### REQUIREMENT
Reproduce the entries word for word, and omit any picture you find in them.

### EXTRACTED INFORMATION
----

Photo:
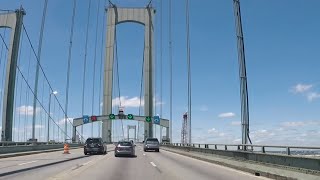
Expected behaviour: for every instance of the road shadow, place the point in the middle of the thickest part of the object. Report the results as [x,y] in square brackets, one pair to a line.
[39,166]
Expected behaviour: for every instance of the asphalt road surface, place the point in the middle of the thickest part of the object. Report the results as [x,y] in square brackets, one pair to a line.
[161,165]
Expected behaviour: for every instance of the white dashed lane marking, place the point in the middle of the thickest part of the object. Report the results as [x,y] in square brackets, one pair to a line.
[154,165]
[26,163]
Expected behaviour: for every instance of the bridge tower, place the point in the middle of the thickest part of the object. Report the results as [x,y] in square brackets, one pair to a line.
[14,21]
[115,16]
[184,129]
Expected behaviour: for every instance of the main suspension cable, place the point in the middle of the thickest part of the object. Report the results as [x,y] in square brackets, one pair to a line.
[85,62]
[94,65]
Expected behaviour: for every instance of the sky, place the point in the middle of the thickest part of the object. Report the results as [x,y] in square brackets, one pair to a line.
[281,46]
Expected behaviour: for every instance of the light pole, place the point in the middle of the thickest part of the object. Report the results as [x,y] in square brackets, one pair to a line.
[48,132]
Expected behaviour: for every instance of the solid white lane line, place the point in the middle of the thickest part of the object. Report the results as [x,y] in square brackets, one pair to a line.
[87,163]
[154,165]
[26,163]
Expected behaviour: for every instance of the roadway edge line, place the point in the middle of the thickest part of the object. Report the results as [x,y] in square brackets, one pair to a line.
[3,156]
[248,170]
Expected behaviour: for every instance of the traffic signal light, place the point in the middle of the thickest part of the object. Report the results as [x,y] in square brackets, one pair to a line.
[148,119]
[93,118]
[130,116]
[112,116]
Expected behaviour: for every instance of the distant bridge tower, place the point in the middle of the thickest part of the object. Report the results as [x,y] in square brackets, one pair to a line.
[14,21]
[184,129]
[115,16]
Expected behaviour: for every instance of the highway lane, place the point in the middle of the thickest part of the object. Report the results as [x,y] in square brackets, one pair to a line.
[146,165]
[41,166]
[151,165]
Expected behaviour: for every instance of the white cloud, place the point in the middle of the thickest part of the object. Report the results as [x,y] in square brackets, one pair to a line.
[301,88]
[204,108]
[127,102]
[227,115]
[28,110]
[299,123]
[235,123]
[294,124]
[60,122]
[37,126]
[312,96]
[211,131]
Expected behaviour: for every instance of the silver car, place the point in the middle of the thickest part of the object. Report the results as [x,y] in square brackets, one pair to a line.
[151,144]
[95,145]
[124,148]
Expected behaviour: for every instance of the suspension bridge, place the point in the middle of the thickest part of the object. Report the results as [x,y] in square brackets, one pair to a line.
[39,116]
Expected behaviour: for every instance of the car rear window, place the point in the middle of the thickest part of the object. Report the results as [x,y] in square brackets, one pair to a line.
[125,143]
[89,141]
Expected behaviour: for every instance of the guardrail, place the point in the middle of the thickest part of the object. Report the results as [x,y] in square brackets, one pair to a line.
[288,150]
[5,144]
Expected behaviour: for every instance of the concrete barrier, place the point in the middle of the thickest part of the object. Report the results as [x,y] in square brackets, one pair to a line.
[26,148]
[276,159]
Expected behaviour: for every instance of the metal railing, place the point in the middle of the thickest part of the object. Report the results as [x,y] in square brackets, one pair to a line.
[270,149]
[6,144]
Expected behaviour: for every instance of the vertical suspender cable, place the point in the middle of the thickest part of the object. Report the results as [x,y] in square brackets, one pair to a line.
[19,61]
[41,112]
[243,75]
[189,68]
[94,65]
[170,59]
[161,51]
[161,61]
[68,69]
[141,86]
[27,101]
[37,69]
[101,64]
[118,78]
[3,74]
[85,62]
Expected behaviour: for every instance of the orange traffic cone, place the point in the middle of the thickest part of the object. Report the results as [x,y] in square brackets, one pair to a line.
[66,149]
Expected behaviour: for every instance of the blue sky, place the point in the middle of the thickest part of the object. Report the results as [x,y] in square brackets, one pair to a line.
[281,43]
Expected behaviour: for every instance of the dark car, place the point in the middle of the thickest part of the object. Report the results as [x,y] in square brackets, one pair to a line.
[95,145]
[151,144]
[124,148]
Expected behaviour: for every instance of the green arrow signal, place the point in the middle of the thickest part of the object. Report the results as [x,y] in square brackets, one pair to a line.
[130,116]
[112,116]
[148,119]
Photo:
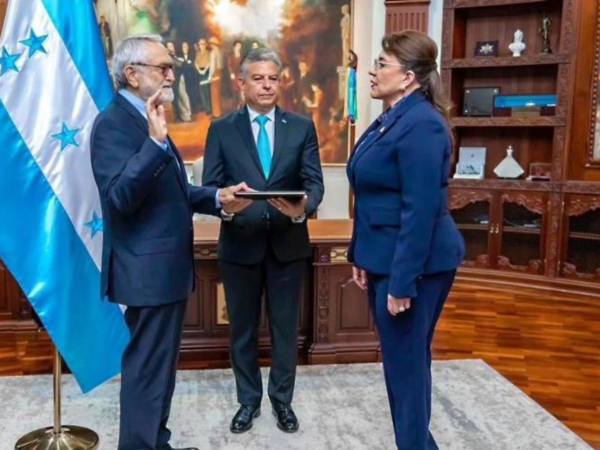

----

### ANSWER TO THE EXERCISE
Photo:
Expected behaviour: for every instance of the road shadow, place the point in the middle of the thickest part of the object. Report the results as [x,y] in square brackets, one pair to a line.
[39,166]
Expected behaviour: for every instance of the asphalt road surface, place the point in the middle of the thickest part of the object. Report the results as [x,y] in square brackets, one pair to a line.
[161,165]
Expected behaviour: for every instance of the white dashed lane marking, place the point in the middle of the thickest part of the object. Report the results as [x,y] in square brackets, one pair to a line.
[154,165]
[26,163]
Expected behaviour: for every instance of the bridge tower, place the point in the middle of the thickest part of the object. Report the results as [x,y] in square brackets, one pair to a line.
[14,21]
[115,16]
[184,129]
Expected behaviour: for every instance of the main suspension cable, place the point in the middle of the thickest part of the object. Report the results as [x,y] in square brackets, one pair to a line.
[85,62]
[94,65]
Expected behaviour: for every instance of the sky, place the point in the middle of the thickest part of the object. Report the results as [x,y] in square brackets, one pair to a line.
[281,46]
Expected behaviour: for every instance of the light pole, place the point in the middle of the thickest part of the object. Report the results as [x,y] in square brackets, one pair to a line.
[48,132]
Expected behaviour: for every instance of the solid white lane line, place the point in the middle of the thickest part of the object. Report the results as [x,y] in square brackets, one pair to a line.
[87,163]
[154,165]
[26,163]
Expected behaviour: for every instance of the roadway edge line, place the point in the middle of the thickest part of the object. Report the results as [x,y] in square brackets, one pair to a line.
[3,156]
[248,170]
Expected behaviour: for every instance of the traffic signal light, place the point in the middle of the thickest part of the object. Report the results as [x,y] in square brackets, one pair to a line.
[148,119]
[93,118]
[130,116]
[112,116]
Expected behaviour: for every instance of the distant bridge tower, place the point in the middle of the thickest part of the object. Report the results as [x,y] in square brackets, one pair to a line.
[14,21]
[184,129]
[115,16]
Expected behaviour: for every instance of the highway lane, place the point in the middle of the thickest part of the object. Report the results as [x,y] in square brackets, one pair to a line.
[146,165]
[41,166]
[151,165]
Expected behaviour: for every instance of the white cloud, place the point in the middle of the thickest part of the object. Report the results as [x,y] in square brackets, one pair to a line.
[301,88]
[204,108]
[127,102]
[227,115]
[28,110]
[299,123]
[235,123]
[294,124]
[60,122]
[37,126]
[312,96]
[211,131]
Expected behaviour: for every instance of the silver car, place the point in the middle of the thickest part of the object. Report the results as [x,y] in square brackets, one pair to a line.
[151,144]
[95,145]
[124,148]
Expected behaviour: for every instance of the suspension bridge, place the point in the middle of the thickest part of the object. Report the results as [x,y] in square brackets, one pair to a line.
[39,116]
Expected behaviour: for every instance of the car rear window, place the point in the middle of the thickest part of the object. Report the results as [x,y] in square brackets, one pair to a line.
[125,143]
[89,141]
Expected behaviour: for every instance of the guardrail, place the point in the middle of the thickest part of the object. Report the results as [x,y] in square brackets, one pair to a line.
[288,150]
[5,144]
Expected behaviour: for every instance of the concrete barrier, place the point in the middle of the thickest part of the object. Report the results as [x,y] in square brackets, one pair to a line.
[26,148]
[276,159]
Expected behaviour: for every instance of the metal railing, place the point in the middle of the thickest part of the object. Report the results as [x,y] in square brackets, one pair to a line.
[270,149]
[6,144]
Expected behaviour: for every instance of the vertical suspender cable, place the point in the middle of the thickest part of the object. Report the results as [x,y] in square brackets, one pair to a line.
[19,61]
[41,112]
[243,75]
[189,68]
[94,65]
[170,59]
[161,51]
[161,61]
[68,69]
[141,86]
[27,101]
[37,69]
[101,64]
[118,78]
[3,74]
[85,62]
Expected behaviour: for every instance of the orange traffic cone, place the point in the middle of the thickest part of the object. Report the results as [x,y] in square brackets, one pair to a line.
[66,149]
Expected behaviour: for every instance of the blue sky, place the point in the middle of the thickest part of the object. Report the results as [x,y] in square brackets, one pair to a line.
[281,43]
Expected behaviour: for every instance of the dark car, place the point in the middle of the thickest part of the object. Report the results as [x,y] in square brackets, one pair to a line.
[95,145]
[151,144]
[124,148]
Expected behaviour: for every instance of the green arrow signal, place the point in the middle of the thickest part of the object. Report the results as [x,y] in square brackets, one pair to a line.
[130,116]
[112,116]
[148,119]
Photo:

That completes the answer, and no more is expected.